● **DATA**:
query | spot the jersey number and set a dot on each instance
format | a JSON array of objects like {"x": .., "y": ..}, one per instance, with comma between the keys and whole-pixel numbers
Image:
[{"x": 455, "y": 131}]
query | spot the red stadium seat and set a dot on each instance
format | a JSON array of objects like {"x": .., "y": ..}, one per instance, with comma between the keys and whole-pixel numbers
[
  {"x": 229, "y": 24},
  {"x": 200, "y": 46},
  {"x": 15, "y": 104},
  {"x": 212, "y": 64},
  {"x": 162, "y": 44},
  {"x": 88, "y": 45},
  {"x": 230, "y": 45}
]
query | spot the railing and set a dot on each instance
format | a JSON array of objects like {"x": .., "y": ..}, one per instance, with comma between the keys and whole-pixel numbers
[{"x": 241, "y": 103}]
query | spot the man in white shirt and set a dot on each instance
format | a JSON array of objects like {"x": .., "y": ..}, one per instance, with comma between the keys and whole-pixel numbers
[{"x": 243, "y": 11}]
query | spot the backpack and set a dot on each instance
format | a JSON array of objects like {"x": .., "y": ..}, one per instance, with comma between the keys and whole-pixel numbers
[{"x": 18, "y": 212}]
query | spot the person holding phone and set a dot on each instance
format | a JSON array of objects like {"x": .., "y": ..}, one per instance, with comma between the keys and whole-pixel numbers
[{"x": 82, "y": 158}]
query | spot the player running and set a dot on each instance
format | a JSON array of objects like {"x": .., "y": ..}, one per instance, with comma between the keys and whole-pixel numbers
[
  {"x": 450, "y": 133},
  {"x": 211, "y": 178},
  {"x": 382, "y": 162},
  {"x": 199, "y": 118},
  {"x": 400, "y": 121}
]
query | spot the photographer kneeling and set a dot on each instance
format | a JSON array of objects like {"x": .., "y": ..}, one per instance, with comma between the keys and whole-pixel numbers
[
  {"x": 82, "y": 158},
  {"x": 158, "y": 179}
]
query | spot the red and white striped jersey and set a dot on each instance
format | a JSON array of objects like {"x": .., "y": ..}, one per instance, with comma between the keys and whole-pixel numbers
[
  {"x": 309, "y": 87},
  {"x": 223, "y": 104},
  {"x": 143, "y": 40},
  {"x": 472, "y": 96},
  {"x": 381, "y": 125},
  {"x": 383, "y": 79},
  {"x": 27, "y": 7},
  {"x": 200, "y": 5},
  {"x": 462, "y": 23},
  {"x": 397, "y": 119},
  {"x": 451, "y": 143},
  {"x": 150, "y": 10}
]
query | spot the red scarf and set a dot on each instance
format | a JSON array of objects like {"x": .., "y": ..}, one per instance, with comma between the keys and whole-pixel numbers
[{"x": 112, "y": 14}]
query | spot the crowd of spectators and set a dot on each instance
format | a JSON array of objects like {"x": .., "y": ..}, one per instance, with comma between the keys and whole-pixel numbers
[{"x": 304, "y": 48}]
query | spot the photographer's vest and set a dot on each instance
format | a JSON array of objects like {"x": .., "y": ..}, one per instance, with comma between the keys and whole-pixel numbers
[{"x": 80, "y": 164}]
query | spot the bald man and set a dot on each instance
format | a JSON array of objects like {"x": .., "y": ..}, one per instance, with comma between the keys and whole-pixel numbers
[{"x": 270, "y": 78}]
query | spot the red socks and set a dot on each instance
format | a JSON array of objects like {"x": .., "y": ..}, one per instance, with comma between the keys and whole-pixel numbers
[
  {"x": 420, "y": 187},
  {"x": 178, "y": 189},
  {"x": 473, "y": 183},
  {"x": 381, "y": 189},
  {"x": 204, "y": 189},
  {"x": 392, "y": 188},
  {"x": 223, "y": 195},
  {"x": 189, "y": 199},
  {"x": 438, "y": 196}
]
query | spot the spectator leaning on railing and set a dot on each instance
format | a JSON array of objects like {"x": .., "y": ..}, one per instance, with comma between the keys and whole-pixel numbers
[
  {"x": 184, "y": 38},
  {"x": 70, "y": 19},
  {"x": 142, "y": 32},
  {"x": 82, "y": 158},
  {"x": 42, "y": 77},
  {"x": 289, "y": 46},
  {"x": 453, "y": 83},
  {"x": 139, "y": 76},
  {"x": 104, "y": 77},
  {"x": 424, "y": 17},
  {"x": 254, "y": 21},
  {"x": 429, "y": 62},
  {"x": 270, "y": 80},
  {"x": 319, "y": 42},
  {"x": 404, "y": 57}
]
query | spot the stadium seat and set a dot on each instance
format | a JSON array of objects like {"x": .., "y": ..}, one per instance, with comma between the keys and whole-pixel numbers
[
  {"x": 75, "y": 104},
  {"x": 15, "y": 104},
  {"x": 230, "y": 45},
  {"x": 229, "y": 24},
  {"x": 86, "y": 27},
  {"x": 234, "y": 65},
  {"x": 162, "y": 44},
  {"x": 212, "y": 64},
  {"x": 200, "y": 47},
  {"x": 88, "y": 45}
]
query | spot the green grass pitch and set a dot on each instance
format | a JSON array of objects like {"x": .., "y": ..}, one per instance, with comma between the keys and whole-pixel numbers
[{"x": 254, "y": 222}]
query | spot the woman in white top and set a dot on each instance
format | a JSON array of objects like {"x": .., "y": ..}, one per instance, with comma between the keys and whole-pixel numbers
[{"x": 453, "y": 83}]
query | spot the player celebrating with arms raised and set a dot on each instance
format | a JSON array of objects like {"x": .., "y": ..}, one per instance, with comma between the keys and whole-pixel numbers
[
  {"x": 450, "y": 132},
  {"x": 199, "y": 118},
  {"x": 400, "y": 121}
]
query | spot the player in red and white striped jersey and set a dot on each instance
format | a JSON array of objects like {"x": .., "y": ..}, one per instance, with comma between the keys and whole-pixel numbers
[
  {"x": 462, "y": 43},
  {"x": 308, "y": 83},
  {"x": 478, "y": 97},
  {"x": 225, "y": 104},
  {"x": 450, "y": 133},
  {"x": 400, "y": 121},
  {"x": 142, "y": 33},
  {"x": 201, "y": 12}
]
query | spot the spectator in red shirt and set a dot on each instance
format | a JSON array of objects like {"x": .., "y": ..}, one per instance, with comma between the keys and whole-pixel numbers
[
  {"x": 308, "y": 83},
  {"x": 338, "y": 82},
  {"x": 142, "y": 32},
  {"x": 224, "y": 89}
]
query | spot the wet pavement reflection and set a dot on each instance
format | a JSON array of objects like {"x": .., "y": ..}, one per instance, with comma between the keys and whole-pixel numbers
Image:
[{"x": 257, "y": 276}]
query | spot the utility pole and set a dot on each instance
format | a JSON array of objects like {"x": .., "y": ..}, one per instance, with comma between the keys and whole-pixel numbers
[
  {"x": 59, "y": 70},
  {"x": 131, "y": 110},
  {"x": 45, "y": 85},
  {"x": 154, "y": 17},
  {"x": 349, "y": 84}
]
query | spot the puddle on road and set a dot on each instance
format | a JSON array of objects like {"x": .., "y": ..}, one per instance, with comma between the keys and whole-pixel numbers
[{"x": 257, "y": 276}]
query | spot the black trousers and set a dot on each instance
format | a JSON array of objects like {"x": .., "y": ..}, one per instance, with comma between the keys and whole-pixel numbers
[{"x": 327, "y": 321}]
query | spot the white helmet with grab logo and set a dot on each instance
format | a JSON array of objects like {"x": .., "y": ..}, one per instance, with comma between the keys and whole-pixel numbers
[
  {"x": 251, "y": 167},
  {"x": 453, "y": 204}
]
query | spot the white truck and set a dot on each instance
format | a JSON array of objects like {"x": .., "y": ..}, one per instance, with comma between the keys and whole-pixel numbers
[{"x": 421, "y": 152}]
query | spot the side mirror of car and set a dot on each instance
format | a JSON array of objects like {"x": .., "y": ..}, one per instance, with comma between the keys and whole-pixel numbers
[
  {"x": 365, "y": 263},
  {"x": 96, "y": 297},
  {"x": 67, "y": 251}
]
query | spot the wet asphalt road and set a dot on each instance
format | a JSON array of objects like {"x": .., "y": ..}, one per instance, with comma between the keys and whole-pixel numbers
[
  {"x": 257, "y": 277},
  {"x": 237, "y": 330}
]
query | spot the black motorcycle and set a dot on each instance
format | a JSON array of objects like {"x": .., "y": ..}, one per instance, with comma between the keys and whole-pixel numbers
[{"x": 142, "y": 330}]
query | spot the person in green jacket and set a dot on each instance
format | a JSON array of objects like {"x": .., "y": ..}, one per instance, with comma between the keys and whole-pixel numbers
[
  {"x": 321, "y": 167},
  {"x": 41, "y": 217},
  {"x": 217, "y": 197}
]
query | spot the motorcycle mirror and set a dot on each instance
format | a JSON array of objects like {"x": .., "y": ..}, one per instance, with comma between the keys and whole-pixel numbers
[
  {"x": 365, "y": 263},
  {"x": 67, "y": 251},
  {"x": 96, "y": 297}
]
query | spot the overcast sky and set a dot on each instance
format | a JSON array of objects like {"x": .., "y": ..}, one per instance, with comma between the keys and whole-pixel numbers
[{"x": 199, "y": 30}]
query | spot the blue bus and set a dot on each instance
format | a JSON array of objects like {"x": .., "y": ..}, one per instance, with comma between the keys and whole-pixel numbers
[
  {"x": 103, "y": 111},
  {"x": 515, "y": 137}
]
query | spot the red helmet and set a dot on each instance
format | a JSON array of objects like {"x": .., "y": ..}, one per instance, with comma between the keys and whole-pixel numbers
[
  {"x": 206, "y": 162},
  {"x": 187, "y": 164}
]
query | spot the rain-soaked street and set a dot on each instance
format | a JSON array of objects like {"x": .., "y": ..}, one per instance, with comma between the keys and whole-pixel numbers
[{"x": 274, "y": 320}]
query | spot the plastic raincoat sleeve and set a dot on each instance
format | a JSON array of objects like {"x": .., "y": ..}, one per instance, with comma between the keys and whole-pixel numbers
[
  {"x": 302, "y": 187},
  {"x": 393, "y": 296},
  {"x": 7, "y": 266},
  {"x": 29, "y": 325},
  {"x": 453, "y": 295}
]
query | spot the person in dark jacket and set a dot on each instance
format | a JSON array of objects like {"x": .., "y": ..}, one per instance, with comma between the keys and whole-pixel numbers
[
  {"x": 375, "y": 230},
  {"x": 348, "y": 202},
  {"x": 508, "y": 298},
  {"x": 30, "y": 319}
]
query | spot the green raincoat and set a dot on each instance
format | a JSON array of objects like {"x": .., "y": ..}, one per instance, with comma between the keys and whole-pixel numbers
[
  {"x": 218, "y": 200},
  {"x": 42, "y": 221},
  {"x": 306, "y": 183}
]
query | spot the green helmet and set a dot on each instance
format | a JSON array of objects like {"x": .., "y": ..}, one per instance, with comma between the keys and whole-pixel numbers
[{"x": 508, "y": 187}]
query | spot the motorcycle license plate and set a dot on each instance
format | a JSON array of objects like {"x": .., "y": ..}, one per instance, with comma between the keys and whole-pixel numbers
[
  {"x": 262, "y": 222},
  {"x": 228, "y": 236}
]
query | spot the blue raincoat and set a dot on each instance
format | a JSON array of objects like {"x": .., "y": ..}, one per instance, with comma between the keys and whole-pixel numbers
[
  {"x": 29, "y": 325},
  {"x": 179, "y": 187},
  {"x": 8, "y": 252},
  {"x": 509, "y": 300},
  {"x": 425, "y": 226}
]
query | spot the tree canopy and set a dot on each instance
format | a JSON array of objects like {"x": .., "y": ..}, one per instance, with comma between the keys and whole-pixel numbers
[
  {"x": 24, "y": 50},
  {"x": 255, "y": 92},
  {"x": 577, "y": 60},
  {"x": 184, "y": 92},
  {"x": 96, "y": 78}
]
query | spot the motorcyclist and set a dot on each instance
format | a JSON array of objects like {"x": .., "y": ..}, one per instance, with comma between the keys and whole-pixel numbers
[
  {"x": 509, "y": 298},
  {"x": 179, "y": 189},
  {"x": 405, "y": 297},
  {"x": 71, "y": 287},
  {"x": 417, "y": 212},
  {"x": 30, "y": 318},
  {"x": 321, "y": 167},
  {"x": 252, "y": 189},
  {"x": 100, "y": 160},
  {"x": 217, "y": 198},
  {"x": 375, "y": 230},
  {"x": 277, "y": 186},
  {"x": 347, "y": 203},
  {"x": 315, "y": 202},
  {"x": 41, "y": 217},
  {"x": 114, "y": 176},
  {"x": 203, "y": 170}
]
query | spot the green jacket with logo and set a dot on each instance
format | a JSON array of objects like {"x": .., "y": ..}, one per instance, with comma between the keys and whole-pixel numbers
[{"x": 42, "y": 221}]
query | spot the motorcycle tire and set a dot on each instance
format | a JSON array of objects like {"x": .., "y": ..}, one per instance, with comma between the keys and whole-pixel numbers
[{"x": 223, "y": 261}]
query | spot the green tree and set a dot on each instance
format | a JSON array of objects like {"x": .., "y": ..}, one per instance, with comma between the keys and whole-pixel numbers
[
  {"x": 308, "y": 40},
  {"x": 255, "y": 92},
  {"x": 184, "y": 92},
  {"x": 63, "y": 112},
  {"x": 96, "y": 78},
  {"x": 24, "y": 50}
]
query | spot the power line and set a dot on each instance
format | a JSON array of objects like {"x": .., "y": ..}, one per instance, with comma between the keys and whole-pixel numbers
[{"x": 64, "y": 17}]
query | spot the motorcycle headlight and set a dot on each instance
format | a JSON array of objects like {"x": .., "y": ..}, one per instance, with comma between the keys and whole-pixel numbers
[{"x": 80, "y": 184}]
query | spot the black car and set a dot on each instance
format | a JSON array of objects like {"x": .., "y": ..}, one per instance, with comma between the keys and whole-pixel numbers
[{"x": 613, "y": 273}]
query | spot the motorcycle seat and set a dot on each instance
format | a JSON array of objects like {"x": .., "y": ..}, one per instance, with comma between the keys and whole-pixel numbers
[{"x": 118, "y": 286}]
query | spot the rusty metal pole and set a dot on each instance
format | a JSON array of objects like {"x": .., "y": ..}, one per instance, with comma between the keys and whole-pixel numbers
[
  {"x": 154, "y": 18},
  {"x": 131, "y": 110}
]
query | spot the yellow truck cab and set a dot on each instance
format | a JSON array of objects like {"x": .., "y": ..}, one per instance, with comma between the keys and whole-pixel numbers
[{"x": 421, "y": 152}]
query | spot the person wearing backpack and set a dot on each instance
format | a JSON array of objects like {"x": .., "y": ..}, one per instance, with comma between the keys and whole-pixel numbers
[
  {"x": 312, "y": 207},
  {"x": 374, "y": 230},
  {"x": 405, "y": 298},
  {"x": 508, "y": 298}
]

● **GOAL**:
Copy exactly the lines above, from the one containing "query | spot the yellow" through the very last line.

● **FULL ANSWER**:
query | spot the yellow truck cab and set a dot on each instance
format | a JSON array of objects like {"x": .., "y": ..}, one per instance, with comma between the keys and whole-pixel numbers
[{"x": 421, "y": 152}]
query | spot the person wearing backpack and set a dot on each instance
format | a JSON array of objects like {"x": .., "y": ..}, one per instance, with comma between the keys and whole-pixel numbers
[
  {"x": 312, "y": 207},
  {"x": 374, "y": 230},
  {"x": 405, "y": 298},
  {"x": 508, "y": 298}
]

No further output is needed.